▸ Problems to solve
• A. Answer these from the lecture notes:
(i) How many entries does a TLB usually have?
(ii) What happens to TLB entries on a context switch?
(iii) What approach is given for high data rate devices such as network and disk?
• B. Reproduce the lecture notes word for word, starting at "Direct memory Acccess" and ending at "data at addresses)".

Caches deals with individual blocks (around 64B)
VM deals with individual pages (4KiB)
Ex. Each page has 32 blocks, each block has 32 words
If page table entry is valid and in DRAM, read/write data
- If not, Allocate new page in DRAM, evict page from DRAM
- Store evicted page to disk, read page from disk into memory
If not valid:
- Allocate new page in DRAM
- If out of memory, evict a page
Page fault if not on disk or not valid
- Treated as exception

Lecture 30: 11/4/20

Hierarchical Page Tables

Page tables can take up large amounts of space
Can increase page size, but wastes more memory
Hierarchical page tables with decreasing page size
- Most programs use a fraction of memory
Virtual address with 10-bit L1 index, 10-bit L2 index, 12 bit offset
- register points to level 1 PT which points to Level 2 PT which points to physical memory
- Most L2 pointers will be empty

Translation Lookaside Buffers

Reference requires 3 mem accesses for 2-level PT
Solution: Cache some translations in TLB
- 32-128 entries, usually fully associative
- Each entry maps large page so less spatial locality
- Larger TLBs are 4-8 way set-associatie
- Random or FIFO replacement policy
- TLB Reach: size of larger virtual address space that can be mapped in a TLB
TLB hit: Single cycle translation
TLB miss: PT walk to refill
Handing page fault needs a precise trap so handler can resume after retrieving page
Protection violation should abort process
Demand paging: ability to run programs larger than primary memory
Context switch: Change of internal state of processor
- save register values and PC, change value in Supervisor Page Table Base register (SPTBR)
- TLB entries all set to invalid on context switch
VM is level below main memory, TLB comes before cache
- Same CPI, AMAT equations, but main memory treated as mid-level cache

Lecture 31: 11/6/20

Need IO interface for keyboards, network, mouse, display
Input: Read a sequence of bytes
Output: Write a sequence of bytes
Interface: Memory mapped I/O
- Portion of address space for IO
- IO device registers there
- Use normal load/store instructions
Processor-IO speed can be mismatched

Polling

Device registers:
- Control register: says OK if ready for IO
- Data register: contains data
Processor reads from control register in loop
Processor loads from input/writes to output, IO resets control register bit to 0
Polling a mouse is fine but a hard disk would be very costly for cpu

Interrupts

Polling wasts processor resources, use interrupt when IO is ready or needs attention
Lots of IOs can be expensive with thrashing cache, VM, saving/restoring state
Low data rate (mouse, keyboard): use interrupts
High data rate (network, disk): start with interrupts, switch to DMA
Programmed IO:
- CPU execs lw/sw instructions, gets data from device to main memory, uses data to compute

DMA

Direct memory Acccess Engine
- Contains registers written by CPU
- Mem addr to place data, # of bytes, IO device, transfer direction, unit of transfer, amount to transfer/burst
Incoming data:
- Receive interrupt from device
- CPU takes interrupt, initiates transfer (instructs DMA engine to place data at addresses)

(Records from a data collection)
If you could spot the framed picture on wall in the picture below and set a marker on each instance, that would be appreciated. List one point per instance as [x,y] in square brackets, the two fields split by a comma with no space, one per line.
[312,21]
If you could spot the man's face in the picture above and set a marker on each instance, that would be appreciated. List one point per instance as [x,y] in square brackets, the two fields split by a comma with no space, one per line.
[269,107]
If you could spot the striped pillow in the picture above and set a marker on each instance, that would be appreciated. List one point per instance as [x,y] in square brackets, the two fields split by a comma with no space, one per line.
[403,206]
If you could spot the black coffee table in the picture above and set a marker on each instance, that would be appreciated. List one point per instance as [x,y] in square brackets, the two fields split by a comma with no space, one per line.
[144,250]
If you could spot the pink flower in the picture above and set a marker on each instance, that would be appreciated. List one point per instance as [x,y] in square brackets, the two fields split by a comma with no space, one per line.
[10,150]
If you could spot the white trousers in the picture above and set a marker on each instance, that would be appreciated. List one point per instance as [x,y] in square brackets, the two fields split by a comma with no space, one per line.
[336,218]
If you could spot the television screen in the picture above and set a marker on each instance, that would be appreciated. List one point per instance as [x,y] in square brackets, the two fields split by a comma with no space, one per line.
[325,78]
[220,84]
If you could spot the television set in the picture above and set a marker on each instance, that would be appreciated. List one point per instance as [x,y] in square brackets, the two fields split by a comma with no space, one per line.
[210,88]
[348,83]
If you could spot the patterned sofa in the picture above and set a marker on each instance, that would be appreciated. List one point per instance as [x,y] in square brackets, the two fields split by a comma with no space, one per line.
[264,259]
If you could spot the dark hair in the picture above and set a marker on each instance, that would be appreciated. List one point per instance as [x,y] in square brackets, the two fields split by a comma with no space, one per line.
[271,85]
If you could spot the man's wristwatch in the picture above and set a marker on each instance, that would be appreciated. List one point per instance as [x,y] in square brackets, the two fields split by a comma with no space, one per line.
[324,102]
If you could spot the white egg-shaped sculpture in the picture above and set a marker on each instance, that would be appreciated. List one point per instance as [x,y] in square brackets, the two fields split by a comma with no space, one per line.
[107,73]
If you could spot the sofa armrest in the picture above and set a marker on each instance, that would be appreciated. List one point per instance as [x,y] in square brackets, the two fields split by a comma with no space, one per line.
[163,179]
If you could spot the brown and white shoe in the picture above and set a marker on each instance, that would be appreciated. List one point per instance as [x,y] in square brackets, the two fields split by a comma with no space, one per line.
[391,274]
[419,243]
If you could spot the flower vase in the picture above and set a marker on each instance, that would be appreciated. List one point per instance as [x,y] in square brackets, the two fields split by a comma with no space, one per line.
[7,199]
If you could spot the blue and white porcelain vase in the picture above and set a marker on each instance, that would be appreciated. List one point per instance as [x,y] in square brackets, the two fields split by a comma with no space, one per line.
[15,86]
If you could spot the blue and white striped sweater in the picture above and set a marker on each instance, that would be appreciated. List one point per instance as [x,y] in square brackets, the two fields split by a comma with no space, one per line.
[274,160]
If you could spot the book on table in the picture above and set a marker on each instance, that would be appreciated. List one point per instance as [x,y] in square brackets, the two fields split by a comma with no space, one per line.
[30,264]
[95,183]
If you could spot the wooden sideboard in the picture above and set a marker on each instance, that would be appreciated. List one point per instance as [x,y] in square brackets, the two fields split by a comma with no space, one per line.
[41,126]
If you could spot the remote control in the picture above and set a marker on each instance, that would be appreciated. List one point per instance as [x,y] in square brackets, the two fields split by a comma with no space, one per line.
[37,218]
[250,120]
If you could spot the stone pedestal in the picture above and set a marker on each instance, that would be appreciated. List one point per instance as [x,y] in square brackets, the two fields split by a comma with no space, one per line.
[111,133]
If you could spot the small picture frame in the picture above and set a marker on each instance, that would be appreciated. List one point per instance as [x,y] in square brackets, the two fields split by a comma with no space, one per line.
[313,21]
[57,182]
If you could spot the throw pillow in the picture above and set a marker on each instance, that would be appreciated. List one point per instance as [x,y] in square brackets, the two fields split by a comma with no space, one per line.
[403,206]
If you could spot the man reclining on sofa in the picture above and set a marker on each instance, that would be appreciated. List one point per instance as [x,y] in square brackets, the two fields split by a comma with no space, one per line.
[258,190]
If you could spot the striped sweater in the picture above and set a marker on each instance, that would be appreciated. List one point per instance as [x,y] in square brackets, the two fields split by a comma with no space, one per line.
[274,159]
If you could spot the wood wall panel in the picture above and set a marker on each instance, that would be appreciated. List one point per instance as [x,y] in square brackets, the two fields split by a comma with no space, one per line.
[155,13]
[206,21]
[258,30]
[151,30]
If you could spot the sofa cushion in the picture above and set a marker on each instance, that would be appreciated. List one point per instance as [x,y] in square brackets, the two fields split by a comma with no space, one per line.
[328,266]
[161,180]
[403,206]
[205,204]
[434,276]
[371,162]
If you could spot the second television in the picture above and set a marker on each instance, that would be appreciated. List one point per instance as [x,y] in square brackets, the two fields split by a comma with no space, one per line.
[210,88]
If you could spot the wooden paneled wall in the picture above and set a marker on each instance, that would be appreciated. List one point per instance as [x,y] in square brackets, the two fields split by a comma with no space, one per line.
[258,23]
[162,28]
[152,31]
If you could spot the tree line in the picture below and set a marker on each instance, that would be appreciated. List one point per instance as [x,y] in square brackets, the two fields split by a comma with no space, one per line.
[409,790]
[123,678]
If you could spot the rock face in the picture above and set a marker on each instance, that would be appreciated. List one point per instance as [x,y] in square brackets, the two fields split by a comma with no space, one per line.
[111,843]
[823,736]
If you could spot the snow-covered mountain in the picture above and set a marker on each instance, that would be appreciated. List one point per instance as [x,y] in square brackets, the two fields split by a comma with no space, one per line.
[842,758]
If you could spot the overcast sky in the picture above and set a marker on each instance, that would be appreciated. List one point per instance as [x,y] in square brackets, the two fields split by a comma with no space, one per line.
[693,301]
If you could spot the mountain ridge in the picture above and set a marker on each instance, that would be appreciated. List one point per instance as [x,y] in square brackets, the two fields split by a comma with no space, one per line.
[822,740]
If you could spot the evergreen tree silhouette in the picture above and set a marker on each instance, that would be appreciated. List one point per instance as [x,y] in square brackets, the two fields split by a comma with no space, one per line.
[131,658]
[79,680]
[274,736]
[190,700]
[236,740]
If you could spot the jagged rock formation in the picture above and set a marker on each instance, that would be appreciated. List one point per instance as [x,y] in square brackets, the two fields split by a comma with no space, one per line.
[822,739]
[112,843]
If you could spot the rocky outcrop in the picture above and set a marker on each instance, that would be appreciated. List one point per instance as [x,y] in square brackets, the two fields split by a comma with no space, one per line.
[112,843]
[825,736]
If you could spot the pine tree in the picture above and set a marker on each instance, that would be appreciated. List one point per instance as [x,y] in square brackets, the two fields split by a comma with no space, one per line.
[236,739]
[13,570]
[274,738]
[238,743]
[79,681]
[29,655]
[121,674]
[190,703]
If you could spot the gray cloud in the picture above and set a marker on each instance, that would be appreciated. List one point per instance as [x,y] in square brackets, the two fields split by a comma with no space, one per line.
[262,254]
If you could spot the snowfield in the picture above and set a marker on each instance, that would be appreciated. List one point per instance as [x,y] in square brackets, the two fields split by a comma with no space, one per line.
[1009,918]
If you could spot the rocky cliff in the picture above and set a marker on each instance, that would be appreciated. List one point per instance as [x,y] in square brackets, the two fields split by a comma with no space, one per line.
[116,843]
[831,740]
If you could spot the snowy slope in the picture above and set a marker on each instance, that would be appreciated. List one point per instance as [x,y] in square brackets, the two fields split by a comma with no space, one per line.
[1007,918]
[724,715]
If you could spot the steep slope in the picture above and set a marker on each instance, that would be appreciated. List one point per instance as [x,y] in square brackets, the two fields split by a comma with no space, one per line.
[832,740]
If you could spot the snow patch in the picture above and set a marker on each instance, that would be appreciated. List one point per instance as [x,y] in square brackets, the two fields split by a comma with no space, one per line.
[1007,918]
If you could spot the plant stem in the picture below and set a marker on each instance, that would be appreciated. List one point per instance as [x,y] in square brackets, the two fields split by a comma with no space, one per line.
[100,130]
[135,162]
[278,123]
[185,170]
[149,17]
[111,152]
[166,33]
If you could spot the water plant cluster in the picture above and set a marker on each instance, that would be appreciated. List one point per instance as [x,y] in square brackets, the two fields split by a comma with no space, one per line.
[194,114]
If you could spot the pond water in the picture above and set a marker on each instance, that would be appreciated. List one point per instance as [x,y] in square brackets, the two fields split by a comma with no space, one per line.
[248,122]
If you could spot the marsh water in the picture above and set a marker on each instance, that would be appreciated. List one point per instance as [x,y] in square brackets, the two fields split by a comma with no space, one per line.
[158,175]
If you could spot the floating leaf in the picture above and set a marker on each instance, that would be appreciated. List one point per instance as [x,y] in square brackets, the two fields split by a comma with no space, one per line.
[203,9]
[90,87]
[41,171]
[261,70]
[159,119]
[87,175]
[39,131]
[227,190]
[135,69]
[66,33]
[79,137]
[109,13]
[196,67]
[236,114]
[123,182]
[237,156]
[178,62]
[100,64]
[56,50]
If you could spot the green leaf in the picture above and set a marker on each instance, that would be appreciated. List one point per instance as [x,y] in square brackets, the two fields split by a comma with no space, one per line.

▸ Worked solutions
• A.
(i) 32 to 128 entries.
(ii) They are all set to invalid.
(iii) Start with interrupts, then switch to DMA.

• B.
Direct memory Acccess Engine
- Contains registers written by CPU
- Mem addr to place data, # of bytes, IO device, transfer direction, unit of transfer, amount to transfer/burst
Incoming data:
- Receive interrupt from device
- CPU takes interrupt, initiates transfer (instructs DMA engine to place data at addresses)